Records from a collection:
————————

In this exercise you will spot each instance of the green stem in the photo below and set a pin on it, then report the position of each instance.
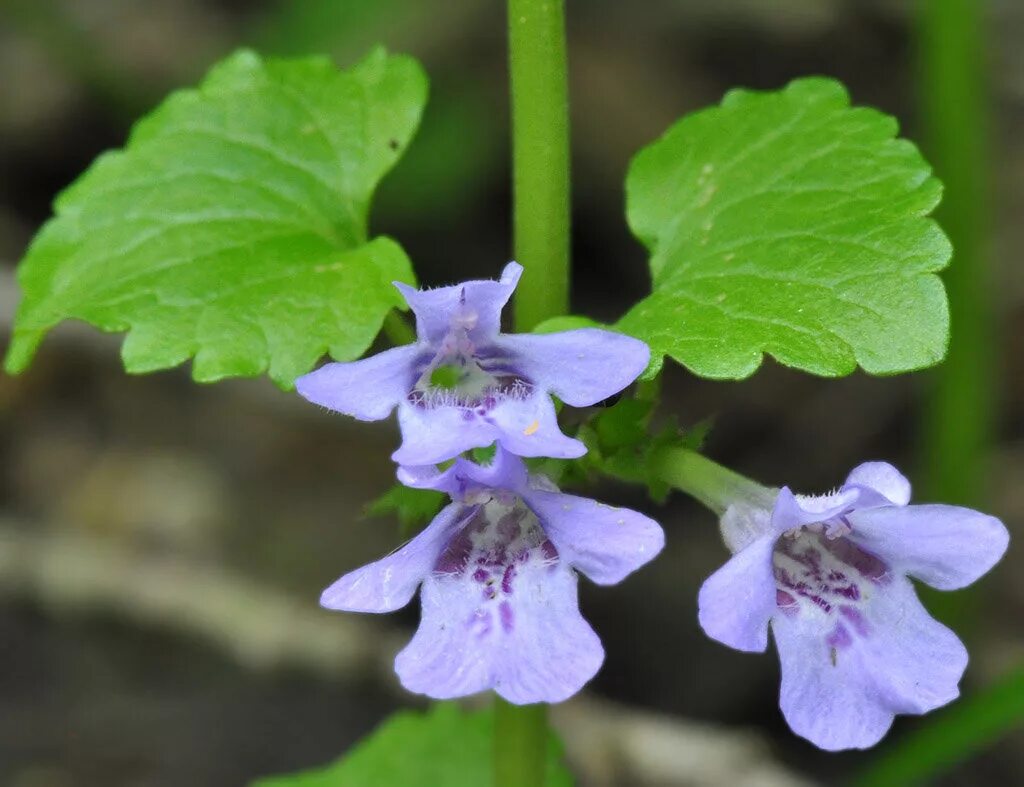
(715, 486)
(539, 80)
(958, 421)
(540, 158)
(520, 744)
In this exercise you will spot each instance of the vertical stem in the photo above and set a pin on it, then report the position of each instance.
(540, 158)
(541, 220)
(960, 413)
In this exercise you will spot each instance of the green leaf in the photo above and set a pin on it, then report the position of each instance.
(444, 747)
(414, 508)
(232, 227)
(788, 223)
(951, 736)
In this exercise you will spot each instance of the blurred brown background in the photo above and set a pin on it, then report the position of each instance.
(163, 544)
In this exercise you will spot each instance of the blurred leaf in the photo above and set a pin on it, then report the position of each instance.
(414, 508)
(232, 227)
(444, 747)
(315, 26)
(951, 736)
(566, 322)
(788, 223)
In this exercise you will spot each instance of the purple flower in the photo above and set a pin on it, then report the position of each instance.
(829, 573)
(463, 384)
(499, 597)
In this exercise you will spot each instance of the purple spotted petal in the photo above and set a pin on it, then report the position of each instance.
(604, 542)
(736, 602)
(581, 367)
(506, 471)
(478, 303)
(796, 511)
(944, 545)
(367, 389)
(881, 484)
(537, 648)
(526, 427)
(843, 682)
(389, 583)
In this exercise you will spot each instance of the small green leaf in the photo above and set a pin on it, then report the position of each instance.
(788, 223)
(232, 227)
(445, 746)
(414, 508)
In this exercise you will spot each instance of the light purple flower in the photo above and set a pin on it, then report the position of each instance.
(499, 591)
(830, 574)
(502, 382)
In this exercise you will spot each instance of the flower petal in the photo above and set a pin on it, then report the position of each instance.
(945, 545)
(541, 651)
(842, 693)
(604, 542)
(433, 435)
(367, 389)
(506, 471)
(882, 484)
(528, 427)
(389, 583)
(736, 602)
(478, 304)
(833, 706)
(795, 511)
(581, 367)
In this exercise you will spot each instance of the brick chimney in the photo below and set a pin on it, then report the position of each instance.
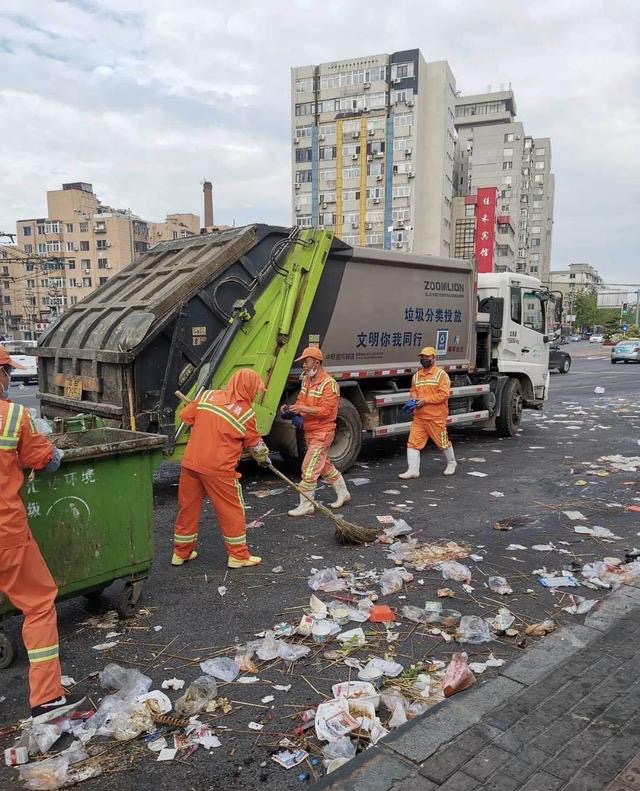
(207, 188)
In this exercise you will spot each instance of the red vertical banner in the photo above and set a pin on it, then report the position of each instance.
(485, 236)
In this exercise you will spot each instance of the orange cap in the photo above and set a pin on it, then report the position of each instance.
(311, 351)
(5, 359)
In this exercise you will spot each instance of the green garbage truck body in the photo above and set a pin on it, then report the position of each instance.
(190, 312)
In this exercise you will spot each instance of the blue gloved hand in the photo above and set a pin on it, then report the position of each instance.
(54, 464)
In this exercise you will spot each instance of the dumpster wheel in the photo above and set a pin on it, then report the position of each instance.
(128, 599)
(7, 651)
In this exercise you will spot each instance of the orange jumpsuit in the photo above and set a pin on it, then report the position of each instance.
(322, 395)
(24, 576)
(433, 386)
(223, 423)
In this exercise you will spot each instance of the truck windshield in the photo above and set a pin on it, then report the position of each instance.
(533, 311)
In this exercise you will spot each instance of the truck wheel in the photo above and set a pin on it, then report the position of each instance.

————————

**TASK DESCRIPTION**
The response should repeat every entry above exactly and include none of the pictures.

**SOLVED EXERCISE**
In this exercise you will spot each instance of the green stem in the photo below and set a pin on it, then report the position of each instance.
(715, 486)
(539, 80)
(958, 421)
(540, 158)
(520, 744)
In this exercise you will spot each instance of the vertical stem in the photo above and set a pin on it, then report the position of each instance.
(540, 158)
(541, 220)
(960, 413)
In this exercise you will spot each instance of the green leaf in the photo above and set a pin on it, then report the position of each instance.
(444, 747)
(414, 508)
(232, 227)
(788, 223)
(951, 736)
In this exercise you will spot each instance of the blurred brown background in the photo above and set a pin on it, then report the position of each instance.
(163, 544)
In this exercise you will spot each instance of the blurred leaf in the photo above and set a pin on it, then report the position of each instance.
(414, 508)
(232, 227)
(444, 747)
(315, 26)
(951, 736)
(566, 322)
(788, 223)
In this exercise you will spot each instance of the purple flower in the photo above and set a pin on it, then report the position of each instance.
(829, 573)
(463, 384)
(499, 597)
In this exercise you will spot each instance of the purple spotted petal in the photo above and set a pin on it, then report the position of each instance.
(604, 542)
(736, 602)
(581, 367)
(506, 471)
(478, 303)
(796, 511)
(944, 545)
(367, 389)
(881, 484)
(537, 648)
(526, 427)
(843, 682)
(389, 583)
In this exercise you will spot each instance of the small green leaf in the photo above and set a pin on it, then report the position of each instance.
(788, 223)
(232, 227)
(445, 746)
(414, 508)
In this exercise you will spot each instance of the light purple flower in the photo above and set a pin on it, then report the position of each instance.
(499, 591)
(830, 574)
(502, 382)
In this exercise you will spot each instance of the flower petal in the photo above and set a pin on it, then report the position of each instance.
(945, 545)
(541, 651)
(842, 693)
(604, 542)
(433, 435)
(367, 389)
(506, 471)
(882, 484)
(528, 427)
(389, 583)
(736, 602)
(478, 304)
(833, 706)
(795, 511)
(581, 367)
In this exercise you will spot each instance of the brick chimney in the photo below and set a pin on it, then report the position of each instance.
(207, 188)
In this exercise you will spot each instance of the red vertical banner in the photo above and set a pin on it, then report the position of each instance.
(485, 236)
In this exercise you will spot each instance of the orange cap in the photo above and set a pin on it, then report the position of each instance.
(311, 351)
(5, 359)
In this exercise you will spot each instance of the green garbage truck body in the photo above and set a pin on it, then report the position of each instance.
(190, 312)
In this exercise you will spot each instance of the blue gloved hand in the photo above and set a pin on it, then report the position of each instance.
(54, 464)
In this exercise you will spot each instance of the dumpster wheel in the photo above and set a pin on it, then report the position of each instance.
(128, 599)
(7, 651)
In this exercise you will spot each instance of the orange jumpsuit in the photo above and set a pin on it, then report the position of each instance.
(322, 395)
(24, 576)
(433, 386)
(223, 423)
In this exercise you will spot each instance of the truck windshield in the photo above and set a pin on it, then report the position of each instance.
(533, 311)
In this exercise you will spot each instance of the truck wheel in the photo above and set a pin on it, then report the position of each instance.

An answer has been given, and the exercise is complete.